# Exercise goal
Edit the entries below so that every "Point out" becomes "Mark", keeping everything else the same.

# Exercise input
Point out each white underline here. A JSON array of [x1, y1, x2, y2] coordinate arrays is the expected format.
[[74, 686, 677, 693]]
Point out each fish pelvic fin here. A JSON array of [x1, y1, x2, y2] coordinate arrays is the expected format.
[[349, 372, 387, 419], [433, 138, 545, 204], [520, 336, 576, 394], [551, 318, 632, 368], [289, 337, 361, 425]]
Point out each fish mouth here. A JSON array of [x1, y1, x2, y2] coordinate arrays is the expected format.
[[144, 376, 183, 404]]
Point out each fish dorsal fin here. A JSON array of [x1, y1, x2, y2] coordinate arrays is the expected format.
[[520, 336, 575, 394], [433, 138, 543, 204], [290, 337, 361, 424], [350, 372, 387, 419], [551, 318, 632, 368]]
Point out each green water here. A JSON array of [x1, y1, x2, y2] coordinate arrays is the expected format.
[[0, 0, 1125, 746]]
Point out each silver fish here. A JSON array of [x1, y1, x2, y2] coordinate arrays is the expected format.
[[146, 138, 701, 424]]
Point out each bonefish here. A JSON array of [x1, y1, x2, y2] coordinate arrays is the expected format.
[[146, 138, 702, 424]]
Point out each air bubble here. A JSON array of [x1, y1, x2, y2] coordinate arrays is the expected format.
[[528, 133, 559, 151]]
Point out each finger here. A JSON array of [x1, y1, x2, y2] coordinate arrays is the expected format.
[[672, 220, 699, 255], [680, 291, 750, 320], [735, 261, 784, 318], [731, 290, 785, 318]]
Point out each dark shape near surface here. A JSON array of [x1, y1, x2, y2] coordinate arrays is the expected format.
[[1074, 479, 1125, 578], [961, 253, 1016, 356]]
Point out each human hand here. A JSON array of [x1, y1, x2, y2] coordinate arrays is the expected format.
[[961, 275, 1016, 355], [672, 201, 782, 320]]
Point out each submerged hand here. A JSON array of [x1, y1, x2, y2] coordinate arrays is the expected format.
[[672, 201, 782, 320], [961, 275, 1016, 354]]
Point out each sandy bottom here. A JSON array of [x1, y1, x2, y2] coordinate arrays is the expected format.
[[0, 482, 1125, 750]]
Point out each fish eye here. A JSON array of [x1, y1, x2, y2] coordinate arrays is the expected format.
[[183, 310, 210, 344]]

# Correct answer
Mark each white underline here. A JSON array of [x1, y1, x2, y2] coordinate arrays is the expected format.
[[74, 686, 677, 693]]
Mark each fish pelvic fin here. A JSON array of [x1, y1, x2, y2] coordinate arrays is the expected format.
[[349, 372, 387, 419], [433, 138, 545, 204], [520, 336, 576, 394], [551, 318, 632, 368], [289, 337, 361, 425]]
Mark each fish mouth here. A JSON array of [x1, y1, x2, y2] coordinate arrays is the expected format.
[[144, 376, 183, 404]]
Mark each fish dorsal fin here. A JSON array of [x1, y1, x2, y2] coordinate arrays is the expected format.
[[520, 336, 575, 394], [433, 138, 543, 204], [290, 337, 361, 424], [350, 372, 387, 419], [551, 318, 632, 368]]
Mark each green water here. A JSON array of [x1, y1, x2, y2] coordinate arrays is the expected format.
[[0, 0, 1125, 746]]
Mark each silver fish here. A JSON array of [x1, y1, x2, y2] coordinate arrays is the expected format.
[[146, 138, 701, 424]]
Mark each bonefish here. A JSON array of [x1, y1, x2, y2] coordinate arrays is the expected format.
[[146, 138, 702, 424]]
Mark each air bubble here. A JSON array of [x1, y1, x2, y2] coordinate arrays is the expected format.
[[528, 133, 559, 151]]
Mark each finger here. A JSON array of [x1, y1, x2, y2] coordinate arrays is the expected format.
[[672, 220, 699, 255], [680, 291, 750, 320], [735, 261, 784, 318], [731, 290, 785, 318]]
Mark each dark shape near surface here. A JSON array of [x1, y1, x2, y2] coordinate arrays is the expected format.
[[1074, 479, 1125, 578], [961, 253, 1016, 356]]
Mark each human hand here. A JSON array of [x1, y1, x2, y2] coordinate arrays is the expected format.
[[961, 275, 1016, 355], [672, 201, 782, 320]]
Mark each submerged hand here. A JSON array of [x1, y1, x2, y2] coordinate arrays is the expected format.
[[672, 201, 782, 320], [961, 275, 1016, 354]]
Mark each sandy bottom here. A JSON array of [x1, y1, x2, y2] coordinate arrays is the expected format.
[[0, 482, 1125, 750]]
Mark each fish eye here. A JSON array of [x1, y1, x2, y2] coordinate arrays is the expected format.
[[183, 310, 210, 344]]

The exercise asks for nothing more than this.